■ To be done
Recast the records below, from the line containing "Exercise. Point out the green patio" through the end of the records, as a JSON list of strings with one string per line and no blank lines. Include only those lines.

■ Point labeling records

● ● ● ●

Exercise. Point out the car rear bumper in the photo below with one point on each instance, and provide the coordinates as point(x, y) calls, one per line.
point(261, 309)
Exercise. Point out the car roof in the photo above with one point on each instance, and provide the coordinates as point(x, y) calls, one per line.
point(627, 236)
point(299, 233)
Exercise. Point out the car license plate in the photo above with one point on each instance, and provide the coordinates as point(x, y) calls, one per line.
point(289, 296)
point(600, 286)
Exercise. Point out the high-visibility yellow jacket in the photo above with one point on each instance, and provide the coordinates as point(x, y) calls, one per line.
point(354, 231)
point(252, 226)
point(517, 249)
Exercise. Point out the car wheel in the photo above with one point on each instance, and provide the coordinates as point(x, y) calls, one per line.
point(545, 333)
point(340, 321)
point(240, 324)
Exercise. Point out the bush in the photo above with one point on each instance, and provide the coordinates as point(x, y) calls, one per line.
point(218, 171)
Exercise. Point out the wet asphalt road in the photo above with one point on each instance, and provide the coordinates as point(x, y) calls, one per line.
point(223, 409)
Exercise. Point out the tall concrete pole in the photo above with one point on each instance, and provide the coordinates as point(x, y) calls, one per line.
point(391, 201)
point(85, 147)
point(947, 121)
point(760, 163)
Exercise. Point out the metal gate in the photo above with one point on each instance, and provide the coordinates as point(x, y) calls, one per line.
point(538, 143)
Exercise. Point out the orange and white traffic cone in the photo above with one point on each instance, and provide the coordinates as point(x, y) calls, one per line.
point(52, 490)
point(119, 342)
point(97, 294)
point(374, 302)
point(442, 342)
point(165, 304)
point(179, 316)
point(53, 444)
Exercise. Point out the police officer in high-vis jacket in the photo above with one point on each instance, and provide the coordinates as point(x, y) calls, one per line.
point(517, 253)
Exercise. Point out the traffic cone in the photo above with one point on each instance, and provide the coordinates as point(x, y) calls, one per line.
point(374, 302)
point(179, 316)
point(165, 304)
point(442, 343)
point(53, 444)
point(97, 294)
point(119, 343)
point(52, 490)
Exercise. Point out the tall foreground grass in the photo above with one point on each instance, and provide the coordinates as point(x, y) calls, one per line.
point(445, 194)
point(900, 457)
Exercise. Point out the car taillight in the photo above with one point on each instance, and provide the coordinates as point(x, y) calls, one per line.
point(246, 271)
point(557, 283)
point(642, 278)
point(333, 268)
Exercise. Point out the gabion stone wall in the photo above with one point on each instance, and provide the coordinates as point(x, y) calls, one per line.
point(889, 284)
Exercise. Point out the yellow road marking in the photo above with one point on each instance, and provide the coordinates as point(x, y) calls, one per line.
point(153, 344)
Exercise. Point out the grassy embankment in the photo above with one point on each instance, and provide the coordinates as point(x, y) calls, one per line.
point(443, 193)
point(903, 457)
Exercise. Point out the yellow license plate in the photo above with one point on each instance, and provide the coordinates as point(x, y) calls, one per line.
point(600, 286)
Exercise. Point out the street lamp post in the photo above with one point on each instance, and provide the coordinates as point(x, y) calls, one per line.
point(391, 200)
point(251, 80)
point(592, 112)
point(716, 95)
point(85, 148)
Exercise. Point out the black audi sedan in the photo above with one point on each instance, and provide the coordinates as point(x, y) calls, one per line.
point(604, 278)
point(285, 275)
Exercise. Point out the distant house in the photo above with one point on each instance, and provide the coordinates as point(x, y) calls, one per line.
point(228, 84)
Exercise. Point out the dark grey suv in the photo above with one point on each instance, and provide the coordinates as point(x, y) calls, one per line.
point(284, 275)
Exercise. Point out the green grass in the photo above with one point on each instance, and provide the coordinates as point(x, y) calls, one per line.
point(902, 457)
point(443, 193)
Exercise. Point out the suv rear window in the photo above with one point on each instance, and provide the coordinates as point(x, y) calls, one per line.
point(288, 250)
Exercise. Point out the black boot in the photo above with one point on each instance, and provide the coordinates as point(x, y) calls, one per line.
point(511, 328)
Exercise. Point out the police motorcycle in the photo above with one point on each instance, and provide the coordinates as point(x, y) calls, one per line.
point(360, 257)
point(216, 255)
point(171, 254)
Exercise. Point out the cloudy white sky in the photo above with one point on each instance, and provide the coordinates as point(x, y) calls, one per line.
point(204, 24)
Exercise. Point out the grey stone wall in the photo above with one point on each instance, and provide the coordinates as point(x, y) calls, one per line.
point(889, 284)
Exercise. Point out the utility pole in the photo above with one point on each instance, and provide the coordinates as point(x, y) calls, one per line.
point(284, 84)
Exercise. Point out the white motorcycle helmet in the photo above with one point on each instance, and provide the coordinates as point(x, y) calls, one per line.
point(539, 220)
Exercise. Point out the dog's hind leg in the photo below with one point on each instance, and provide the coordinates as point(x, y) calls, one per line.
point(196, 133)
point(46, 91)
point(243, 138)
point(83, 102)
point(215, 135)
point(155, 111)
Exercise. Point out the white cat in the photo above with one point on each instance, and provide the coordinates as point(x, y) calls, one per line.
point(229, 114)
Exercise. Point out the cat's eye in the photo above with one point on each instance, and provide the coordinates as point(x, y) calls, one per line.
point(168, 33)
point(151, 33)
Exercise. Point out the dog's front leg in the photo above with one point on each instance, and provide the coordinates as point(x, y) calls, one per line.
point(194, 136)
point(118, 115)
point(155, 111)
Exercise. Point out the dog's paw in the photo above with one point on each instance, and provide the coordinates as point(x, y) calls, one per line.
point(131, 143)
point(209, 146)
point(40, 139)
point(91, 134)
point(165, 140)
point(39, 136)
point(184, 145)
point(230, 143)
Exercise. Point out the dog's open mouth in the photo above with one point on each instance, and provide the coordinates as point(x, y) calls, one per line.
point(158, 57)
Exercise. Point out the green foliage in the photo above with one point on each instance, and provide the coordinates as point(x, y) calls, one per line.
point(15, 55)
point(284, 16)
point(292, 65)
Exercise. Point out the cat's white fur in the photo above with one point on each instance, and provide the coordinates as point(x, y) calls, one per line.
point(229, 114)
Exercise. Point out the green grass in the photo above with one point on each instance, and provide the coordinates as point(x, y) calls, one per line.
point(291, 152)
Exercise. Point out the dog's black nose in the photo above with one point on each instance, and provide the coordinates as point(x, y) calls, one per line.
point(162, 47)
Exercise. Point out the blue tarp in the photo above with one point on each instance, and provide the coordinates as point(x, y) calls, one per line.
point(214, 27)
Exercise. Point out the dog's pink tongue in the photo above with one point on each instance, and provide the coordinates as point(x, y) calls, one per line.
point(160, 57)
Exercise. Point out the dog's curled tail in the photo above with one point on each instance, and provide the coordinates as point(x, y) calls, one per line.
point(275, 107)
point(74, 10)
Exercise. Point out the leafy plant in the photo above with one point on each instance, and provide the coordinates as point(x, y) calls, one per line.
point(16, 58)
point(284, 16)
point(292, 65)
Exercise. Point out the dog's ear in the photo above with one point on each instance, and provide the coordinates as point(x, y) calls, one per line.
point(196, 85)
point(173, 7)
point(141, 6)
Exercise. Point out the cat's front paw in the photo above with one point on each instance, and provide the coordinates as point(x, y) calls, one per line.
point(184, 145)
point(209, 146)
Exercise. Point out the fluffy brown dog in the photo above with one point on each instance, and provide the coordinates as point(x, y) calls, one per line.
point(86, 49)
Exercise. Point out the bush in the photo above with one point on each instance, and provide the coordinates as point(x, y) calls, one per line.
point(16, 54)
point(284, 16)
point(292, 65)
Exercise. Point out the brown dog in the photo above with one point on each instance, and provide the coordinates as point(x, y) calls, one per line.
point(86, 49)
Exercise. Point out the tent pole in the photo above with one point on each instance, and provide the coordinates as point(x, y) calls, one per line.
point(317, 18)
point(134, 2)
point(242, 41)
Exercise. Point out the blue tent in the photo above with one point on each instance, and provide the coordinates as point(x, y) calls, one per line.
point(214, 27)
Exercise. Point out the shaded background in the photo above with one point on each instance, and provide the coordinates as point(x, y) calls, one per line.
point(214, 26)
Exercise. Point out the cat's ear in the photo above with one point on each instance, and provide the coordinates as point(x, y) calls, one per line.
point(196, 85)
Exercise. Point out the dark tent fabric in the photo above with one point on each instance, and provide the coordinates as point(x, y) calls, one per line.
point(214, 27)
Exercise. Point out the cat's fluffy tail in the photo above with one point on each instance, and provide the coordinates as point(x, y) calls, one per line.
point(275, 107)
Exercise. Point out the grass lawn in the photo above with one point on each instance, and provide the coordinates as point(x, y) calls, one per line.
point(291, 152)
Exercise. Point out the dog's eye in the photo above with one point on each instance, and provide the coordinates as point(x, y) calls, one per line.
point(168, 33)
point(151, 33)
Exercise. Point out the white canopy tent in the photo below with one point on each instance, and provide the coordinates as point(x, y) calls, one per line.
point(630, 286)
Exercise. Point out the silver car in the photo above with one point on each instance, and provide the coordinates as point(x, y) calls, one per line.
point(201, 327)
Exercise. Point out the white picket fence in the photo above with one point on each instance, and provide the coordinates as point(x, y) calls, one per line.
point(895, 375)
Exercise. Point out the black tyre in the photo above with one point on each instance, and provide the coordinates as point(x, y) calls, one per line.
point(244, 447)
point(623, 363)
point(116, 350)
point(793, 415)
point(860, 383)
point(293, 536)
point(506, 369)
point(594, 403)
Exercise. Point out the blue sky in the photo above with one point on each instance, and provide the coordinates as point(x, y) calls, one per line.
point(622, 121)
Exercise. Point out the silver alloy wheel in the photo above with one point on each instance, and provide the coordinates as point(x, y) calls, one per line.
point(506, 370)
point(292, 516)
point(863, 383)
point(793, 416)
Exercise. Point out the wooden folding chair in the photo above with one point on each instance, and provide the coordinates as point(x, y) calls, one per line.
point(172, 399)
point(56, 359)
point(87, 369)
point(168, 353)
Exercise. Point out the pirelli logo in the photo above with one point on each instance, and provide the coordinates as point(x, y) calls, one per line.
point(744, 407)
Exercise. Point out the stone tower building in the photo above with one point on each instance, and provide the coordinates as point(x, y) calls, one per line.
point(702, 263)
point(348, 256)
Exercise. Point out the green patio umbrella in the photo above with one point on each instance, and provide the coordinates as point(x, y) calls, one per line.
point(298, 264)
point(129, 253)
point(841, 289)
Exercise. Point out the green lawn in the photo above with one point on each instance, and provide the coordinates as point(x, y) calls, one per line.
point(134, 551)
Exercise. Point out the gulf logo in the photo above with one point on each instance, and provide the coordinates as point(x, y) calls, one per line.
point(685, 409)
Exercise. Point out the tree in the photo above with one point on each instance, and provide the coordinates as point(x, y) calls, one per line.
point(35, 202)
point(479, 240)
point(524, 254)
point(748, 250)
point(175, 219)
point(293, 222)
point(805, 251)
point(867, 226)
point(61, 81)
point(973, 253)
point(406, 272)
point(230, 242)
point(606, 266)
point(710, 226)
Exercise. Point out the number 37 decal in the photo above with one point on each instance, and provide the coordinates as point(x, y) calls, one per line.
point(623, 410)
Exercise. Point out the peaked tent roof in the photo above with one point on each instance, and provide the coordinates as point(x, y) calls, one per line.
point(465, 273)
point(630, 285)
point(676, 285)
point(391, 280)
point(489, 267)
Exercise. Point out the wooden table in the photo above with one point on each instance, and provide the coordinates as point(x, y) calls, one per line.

● ● ● ●

■ Solution
[
  "Exercise. Point out the green patio umbrella in the photo above with one point on each instance, and provide the coordinates as point(x, y) calls, one per line.",
  "point(298, 264)",
  "point(129, 253)",
  "point(841, 289)",
  "Exercise. Point out the green lawn in the photo above with one point on each instance, and provide the coordinates as point(x, y) calls, one per line.",
  "point(134, 551)",
  "Exercise. Point out the gulf logo in the photo above with one point on each instance, and provide the coordinates as point(x, y) calls, one per line.",
  "point(685, 409)",
  "Exercise. Point out the tree in the photo above with one point on each instance, and provide the coordinates as point(x, y) calls, one per line.",
  "point(35, 202)",
  "point(479, 240)",
  "point(524, 254)",
  "point(748, 250)",
  "point(175, 219)",
  "point(293, 222)",
  "point(805, 251)",
  "point(867, 226)",
  "point(61, 81)",
  "point(973, 253)",
  "point(406, 272)",
  "point(230, 242)",
  "point(606, 266)",
  "point(710, 226)",
  "Exercise. Point out the number 37 decal in the photo above with one point on each instance, and provide the coordinates as point(x, y) calls, one per line.",
  "point(623, 410)",
  "Exercise. Point out the peaked tent roof in the photo above with one point on each instance, and provide the coordinates as point(x, y) calls, one per line.",
  "point(465, 273)",
  "point(630, 285)",
  "point(676, 285)",
  "point(391, 280)",
  "point(489, 267)",
  "Exercise. Point out the wooden table in the photo above with one point on each instance, and provide the coordinates as point(x, y) calls, one per line."
]